▸ Problem statement
Type out the data again, word for word and in full.

▸ Dataset records
..........

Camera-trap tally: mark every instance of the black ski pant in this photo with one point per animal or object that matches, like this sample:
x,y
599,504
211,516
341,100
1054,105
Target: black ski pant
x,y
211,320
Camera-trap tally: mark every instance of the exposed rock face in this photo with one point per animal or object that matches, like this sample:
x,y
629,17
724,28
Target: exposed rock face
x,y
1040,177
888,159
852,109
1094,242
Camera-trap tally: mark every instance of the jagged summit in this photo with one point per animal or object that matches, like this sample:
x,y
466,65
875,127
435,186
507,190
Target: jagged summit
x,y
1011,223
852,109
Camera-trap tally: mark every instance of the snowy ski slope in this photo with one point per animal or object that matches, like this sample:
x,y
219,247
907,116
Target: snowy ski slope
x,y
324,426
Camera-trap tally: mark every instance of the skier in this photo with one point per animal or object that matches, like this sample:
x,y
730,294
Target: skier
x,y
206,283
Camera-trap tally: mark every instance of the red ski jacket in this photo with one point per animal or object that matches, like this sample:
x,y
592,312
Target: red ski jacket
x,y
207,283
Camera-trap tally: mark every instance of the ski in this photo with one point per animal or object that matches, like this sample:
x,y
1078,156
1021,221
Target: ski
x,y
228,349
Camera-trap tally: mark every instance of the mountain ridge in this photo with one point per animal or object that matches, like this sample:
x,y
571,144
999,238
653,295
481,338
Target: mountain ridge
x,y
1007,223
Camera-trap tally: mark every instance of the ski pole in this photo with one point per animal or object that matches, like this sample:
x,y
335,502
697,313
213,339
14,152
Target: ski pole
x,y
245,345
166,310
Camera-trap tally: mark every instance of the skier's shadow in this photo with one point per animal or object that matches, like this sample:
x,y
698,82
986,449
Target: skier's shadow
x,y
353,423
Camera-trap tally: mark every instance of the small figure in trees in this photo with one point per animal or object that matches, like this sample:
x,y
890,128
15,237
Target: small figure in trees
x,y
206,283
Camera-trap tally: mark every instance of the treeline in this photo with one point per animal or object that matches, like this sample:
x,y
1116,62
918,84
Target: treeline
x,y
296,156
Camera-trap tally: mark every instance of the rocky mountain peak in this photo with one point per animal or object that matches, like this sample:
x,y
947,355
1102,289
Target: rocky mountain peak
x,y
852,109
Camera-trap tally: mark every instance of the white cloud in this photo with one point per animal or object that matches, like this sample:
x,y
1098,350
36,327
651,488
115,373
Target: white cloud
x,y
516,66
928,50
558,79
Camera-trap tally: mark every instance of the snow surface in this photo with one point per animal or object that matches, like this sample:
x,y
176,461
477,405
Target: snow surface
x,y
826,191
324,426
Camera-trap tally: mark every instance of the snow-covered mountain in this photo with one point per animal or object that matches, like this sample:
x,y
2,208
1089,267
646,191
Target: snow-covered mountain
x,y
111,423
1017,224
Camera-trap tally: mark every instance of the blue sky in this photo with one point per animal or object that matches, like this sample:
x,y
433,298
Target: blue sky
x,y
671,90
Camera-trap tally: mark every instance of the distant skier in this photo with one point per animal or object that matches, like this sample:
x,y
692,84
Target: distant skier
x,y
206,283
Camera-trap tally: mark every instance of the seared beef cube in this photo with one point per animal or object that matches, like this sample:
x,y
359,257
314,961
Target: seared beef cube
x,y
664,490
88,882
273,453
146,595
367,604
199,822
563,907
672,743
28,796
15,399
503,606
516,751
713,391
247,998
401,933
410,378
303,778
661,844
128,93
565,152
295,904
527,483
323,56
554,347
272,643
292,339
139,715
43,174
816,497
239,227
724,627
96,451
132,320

..........

▸ Expected answer
Camera-trap tally: mark every instance of the black ski pant in this photo with one point per animal or object that matches, like this sample:
x,y
599,504
211,516
341,100
1054,105
Target: black ski pant
x,y
211,320
Camera-trap tally: mark every instance of the exposed rock face in this photo with one point per animal or object that matches, like this sample:
x,y
629,17
724,28
Target: exposed rock face
x,y
1040,177
888,159
852,109
1094,242
Camera-trap tally: mark every instance of the jagged summit in this photo with one point per animal or object that matches, like this sample:
x,y
466,65
875,127
435,186
507,190
Target: jagged summit
x,y
1011,223
852,109
Camera-trap tally: mark every instance of the snowy ski slope in this photo with one point per animal or object that matches, like this sample:
x,y
219,247
907,116
Target: snowy ski slope
x,y
324,426
Camera-trap tally: mark every instance of the skier in this photo with one point per animal or object that matches, like this sample:
x,y
730,294
Target: skier
x,y
206,283
Camera-trap tally: mark every instance of the red ski jacket in this photo with one point per animal or object that matches, like this sample:
x,y
592,312
Target: red ski jacket
x,y
207,283
Camera-trap tally: mark every instance of the ski in this photo with one point per animal or object that matches, like this sample:
x,y
1078,156
1021,221
Target: ski
x,y
228,349
Camera-trap tally: mark every instance of the mountain ridge in this photo with one point per animal or object that matches, like this sample:
x,y
571,144
999,238
653,295
481,338
Target: mountain ridge
x,y
1007,223
Camera-trap tally: mark every instance of the ski pole in this photo with one point per animal or object that matches, like this sample:
x,y
335,502
697,313
213,339
14,152
Target: ski pole
x,y
245,345
166,310
Camera-trap tally: mark every instance of the skier's shadow in this photo with one point per animal or object that matches, like this sample:
x,y
698,82
986,449
Target: skier's shadow
x,y
353,423
Camera-trap tally: mark every instance of the small figure in trees in this photo with one point per animal or object that matches, like this sample:
x,y
890,128
15,237
Target: small figure in trees
x,y
206,283
Camera-trap tally: mark every instance of the treeline in this photo with one point per animal or object that matches, like this sample:
x,y
1116,62
918,84
Target: treeline
x,y
296,156
Camera-trap tally: mark every instance of the rocky mountain peak in this photo with one point per animal or object that matches, like this sample:
x,y
947,355
1102,289
Target: rocky mountain peak
x,y
852,109
Camera-trap tally: mark every instance of the white cloud in this photo with one point per animal or object that matches, like this sample:
x,y
1098,350
36,327
651,488
115,373
Target: white cloud
x,y
516,66
928,50
558,79
Camera-trap tally: mark every instance of the snow surface in this photo with one point per animal or object that matches, like this sample:
x,y
176,461
477,405
Target: snow surface
x,y
826,191
324,426
Camera-trap tally: mark every instance of the snow-covered mountain in this photo with one point per animal or object that matches, like this sample:
x,y
2,208
1089,267
646,191
Target: snow-covered mountain
x,y
111,423
1017,224
Camera-trap tally: mark every instance of the blue sky in this photo with one point per animal or object that matches, like this sample:
x,y
433,298
Target: blue sky
x,y
671,90
Camera-trap tally: mark every instance of the distant skier in this photo with one point per animal or object that matches, like this sample:
x,y
692,84
Target: distant skier
x,y
206,283
Camera-trap tally: mark every instance of the seared beef cube in this photo with one point per animal or object that matches, like this sample:
x,y
359,257
314,961
Target: seared beef cube
x,y
664,490
88,882
273,453
146,595
367,604
199,822
563,907
672,743
28,796
15,399
503,606
516,751
713,391
247,998
401,933
410,378
303,778
661,844
128,93
565,152
295,904
527,483
323,56
554,347
272,643
292,339
139,715
43,174
816,497
239,227
724,627
96,451
132,320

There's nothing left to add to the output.